#### EXERCISE
Give the lines from the start of the listing up to and including the line with "Target: white electrical outlet" as a numbered list, leaving out blank lines.

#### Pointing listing
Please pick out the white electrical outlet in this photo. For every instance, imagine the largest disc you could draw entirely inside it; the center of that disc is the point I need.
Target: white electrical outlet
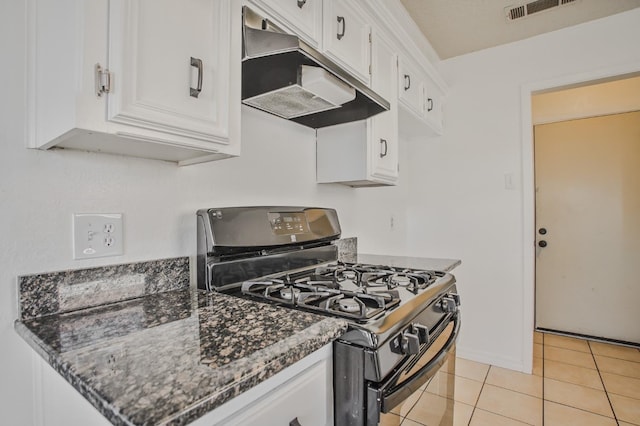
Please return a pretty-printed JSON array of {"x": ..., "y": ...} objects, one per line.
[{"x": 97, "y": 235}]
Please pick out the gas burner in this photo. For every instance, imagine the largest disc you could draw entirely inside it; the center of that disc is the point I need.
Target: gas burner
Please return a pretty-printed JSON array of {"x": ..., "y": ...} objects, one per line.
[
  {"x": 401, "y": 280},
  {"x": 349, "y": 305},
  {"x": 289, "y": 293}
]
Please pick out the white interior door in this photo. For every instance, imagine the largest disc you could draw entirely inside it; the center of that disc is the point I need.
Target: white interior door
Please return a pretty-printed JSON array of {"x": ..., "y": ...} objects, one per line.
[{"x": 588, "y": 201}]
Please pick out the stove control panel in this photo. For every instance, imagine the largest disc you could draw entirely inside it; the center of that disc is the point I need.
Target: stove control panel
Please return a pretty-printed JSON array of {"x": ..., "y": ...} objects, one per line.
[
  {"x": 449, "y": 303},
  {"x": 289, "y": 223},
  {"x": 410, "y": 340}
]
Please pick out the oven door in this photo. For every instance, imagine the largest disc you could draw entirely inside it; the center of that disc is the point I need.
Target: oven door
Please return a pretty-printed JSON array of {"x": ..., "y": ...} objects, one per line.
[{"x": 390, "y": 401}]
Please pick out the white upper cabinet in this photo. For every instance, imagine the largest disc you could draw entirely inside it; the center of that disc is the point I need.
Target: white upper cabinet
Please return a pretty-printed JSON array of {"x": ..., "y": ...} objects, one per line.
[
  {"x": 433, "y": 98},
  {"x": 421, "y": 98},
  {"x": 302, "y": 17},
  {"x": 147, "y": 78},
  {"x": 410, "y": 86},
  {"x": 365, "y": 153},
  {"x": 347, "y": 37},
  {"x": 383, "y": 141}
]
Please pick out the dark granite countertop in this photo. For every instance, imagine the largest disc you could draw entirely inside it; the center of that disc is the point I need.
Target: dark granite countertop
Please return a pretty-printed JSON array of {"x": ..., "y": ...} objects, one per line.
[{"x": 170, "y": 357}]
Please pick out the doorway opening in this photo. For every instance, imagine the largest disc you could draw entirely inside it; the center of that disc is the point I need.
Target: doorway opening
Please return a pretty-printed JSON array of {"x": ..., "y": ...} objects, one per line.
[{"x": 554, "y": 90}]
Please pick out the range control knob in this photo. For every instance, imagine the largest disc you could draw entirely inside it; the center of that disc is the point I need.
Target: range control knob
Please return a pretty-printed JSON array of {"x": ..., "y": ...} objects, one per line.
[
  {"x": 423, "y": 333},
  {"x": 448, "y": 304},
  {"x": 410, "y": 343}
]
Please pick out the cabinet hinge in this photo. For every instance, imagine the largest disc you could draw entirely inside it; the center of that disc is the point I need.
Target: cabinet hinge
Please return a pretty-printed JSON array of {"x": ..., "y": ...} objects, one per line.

#### EXERCISE OUTPUT
1. Please pick out the white electrical outlet in this photo. For every instance, imagine the largest disc you could draw entirely inside it; the center of that disc is the point I need.
2. Target: white electrical outlet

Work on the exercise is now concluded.